● **Passage given**:
-=-=-
UNITED STATES

SECURITIES AND EXCHANGE COMMISSION

Washington, D.C. 20549

 

SCHEDULE TO

 

Tender Offer Statement under Section 14(d)(1) or 13(e)(1)

of the Securities Exchange Act of 1934

 

(Amendment No. 1)

 

SCIENCE 37 HOLDINGS, INC.

(Name of Subject Company (Issuer))

 

MARLIN MERGER SUB CORPORATION

a wholly-owned subsidiary of

 

eMED, LLC

(Name of Filing Persons (Offerors))

 

Common Stock, $0.0001 Par Value

(Title of Class of Securities)

 

808644207

(CUSIP Number of Class of Securities)

 

Jeffrey M. Schumm
General Counsel
eMed, LLC
900 Biscayne Blvd., Suite 1501
Miami, FL 33132
Telephone: 866-955-1173

(Name, Address, and Telephone Numbers of Person Authorized to Receive Notices and Communications on Behalf of Filing Persons)

 

Copies to:

 

Joseph E. Gilligan
Brian C. O’Fahey
Hogan Lovells US LLP
555 13th Street, NW
Washington, DC 20004
Telephone: +1 (202) 637-5600

 

¨ Check the box if the filing relates solely to preliminary communications made before the commencement of a tender offer.
   
Check the appropriate boxes below to designate any transactions to which the statement relates:
   
x Third-party tender offer subject to Rule 14d-1.
¨ Issuer tender offer subject to Rule 13e-4.
¨ Going-private transaction subject to Rule 13e-3.
¨ Amendment to Schedule 13D under Rule 13d-2.
   
Check the following box if the filing is a final amendment reporting the results of the tender offer. ¨
 
If applicable, check the appropriate box(es) below to designate the appropriate rule provision(s) relied upon:
   
¨ Rule 13e-4(i) (Cross-Border Issuer Tender Offer)
¨ Rule 14d-1(d) (Cross-Border Third-Party Tender Offer)
-=-=-
● **Supplied data**:
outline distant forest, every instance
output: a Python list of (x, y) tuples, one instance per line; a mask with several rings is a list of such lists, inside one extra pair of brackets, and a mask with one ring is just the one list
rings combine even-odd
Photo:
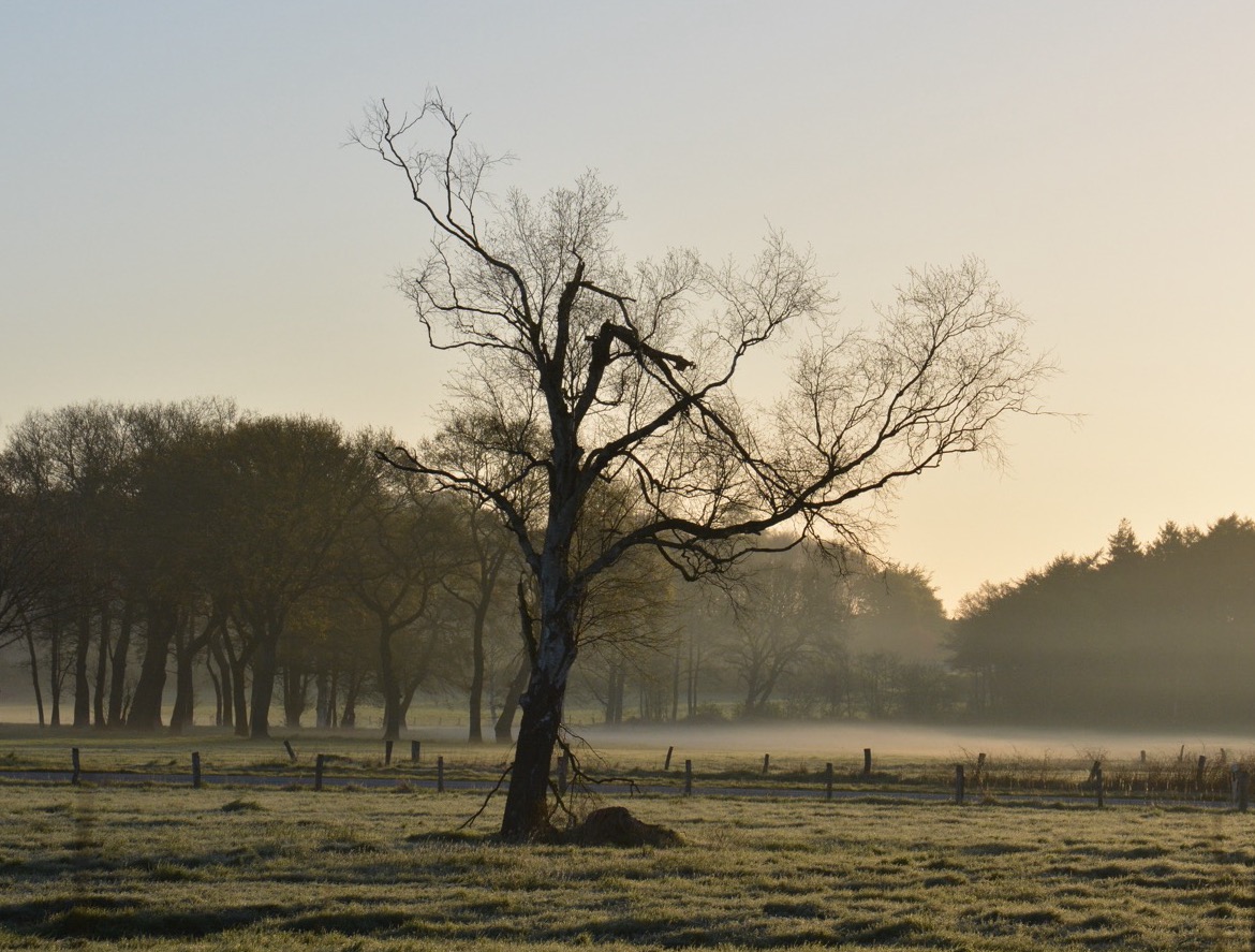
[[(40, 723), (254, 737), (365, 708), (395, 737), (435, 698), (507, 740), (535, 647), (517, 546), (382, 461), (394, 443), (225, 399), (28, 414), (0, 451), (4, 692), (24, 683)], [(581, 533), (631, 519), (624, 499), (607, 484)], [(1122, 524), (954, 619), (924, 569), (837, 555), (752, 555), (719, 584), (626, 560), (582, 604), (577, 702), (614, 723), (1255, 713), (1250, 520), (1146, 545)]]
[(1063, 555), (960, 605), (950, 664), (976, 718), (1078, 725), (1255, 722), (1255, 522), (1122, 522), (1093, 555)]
-=-=-
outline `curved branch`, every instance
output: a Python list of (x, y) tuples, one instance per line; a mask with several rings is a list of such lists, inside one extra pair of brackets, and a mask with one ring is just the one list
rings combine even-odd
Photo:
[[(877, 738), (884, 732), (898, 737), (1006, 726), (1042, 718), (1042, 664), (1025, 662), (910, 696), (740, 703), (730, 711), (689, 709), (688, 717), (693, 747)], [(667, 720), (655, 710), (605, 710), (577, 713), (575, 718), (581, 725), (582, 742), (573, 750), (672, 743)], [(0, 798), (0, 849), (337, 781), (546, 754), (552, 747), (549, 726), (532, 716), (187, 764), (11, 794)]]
-=-=-
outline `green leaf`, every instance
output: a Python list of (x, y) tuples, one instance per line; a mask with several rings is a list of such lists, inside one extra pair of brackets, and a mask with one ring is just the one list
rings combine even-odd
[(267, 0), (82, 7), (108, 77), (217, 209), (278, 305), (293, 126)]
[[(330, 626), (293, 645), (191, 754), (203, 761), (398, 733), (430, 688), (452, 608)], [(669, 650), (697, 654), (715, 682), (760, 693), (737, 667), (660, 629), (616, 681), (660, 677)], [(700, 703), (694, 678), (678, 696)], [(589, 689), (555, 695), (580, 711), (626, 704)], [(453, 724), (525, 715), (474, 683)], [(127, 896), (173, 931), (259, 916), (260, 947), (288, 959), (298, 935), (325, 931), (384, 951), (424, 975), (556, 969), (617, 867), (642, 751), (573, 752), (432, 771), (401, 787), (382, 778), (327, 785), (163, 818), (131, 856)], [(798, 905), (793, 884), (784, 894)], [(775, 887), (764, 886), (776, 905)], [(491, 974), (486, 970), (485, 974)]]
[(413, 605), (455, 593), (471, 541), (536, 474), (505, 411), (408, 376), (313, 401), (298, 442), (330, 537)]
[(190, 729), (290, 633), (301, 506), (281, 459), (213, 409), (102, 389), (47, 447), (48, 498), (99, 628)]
-=-=-
● **Tasks to complete**:
(A) Which transaction types does the Schedule TO cover page list as boxes for designating what the statement relates to?
(B) Pick up the Schedule TO cover page after its last checkbox line and carry it forward.
The items have no connection to the Schedule TO cover page.

● **Task-by-task results**:
(A)
- Third-party tender offer subject to Rule 14d-1
- Issuer tender offer subject to Rule 13e-4
- Going-private transaction subject to Rule 13e-3
- Amendment to Schedule 13D under Rule 13d-2

(B)
 

 

 

 

This Amendment No. 1 (this "Amendment") amends and supplements the Tender Offer Statement on Schedule TO (together with any amendments and supplements hereto, the “Schedule TO”), filed with the Securities and Exchange Commission on February 12, 2024 by (i) Marlin Merger Sub Corporation, a Delaware corporation (“Purchaser”) and a wholly-owned subsidiary of eMed, LLC, a limited liability company organized under the laws of the State of Delaware (“Parent”), and (ii) Parent. The Schedule TO relates to the offer by Purchaser to purchase all of the outstanding shares of common stock, par value $0.0001 per share (the “Shares”), of Science 37 Holdings, Inc., a Delaware corporation (“Science 37”), at a purchase price of $5.75 per Share, net to the seller in cash, without interest, less any withholding that may be applicable, upon the terms and subject to the conditions set forth in the Offer to Purchase attached to the Schedule TO as Exhibit (a)(1)(A) (together with any amendments and supplements thereto, the “Offer to Purchase”) and in the related Letter of Transmittal attached hereto as Exhibit (a)(1)(B).

 

Except as otherwise set forth in this Amendment, the information set forth in the Schedule TO remains unchanged and is incorporated herein by reference to the extent relevant to the items in this Amendment. Capitalized terms used and not defined herein shall have the meanings assigned to such terms in the Offer to Purchase.

 

Schedule TO.

 

The Schedule TO is hereby amended as follows:

 

Items 1 through 9 and Item 11.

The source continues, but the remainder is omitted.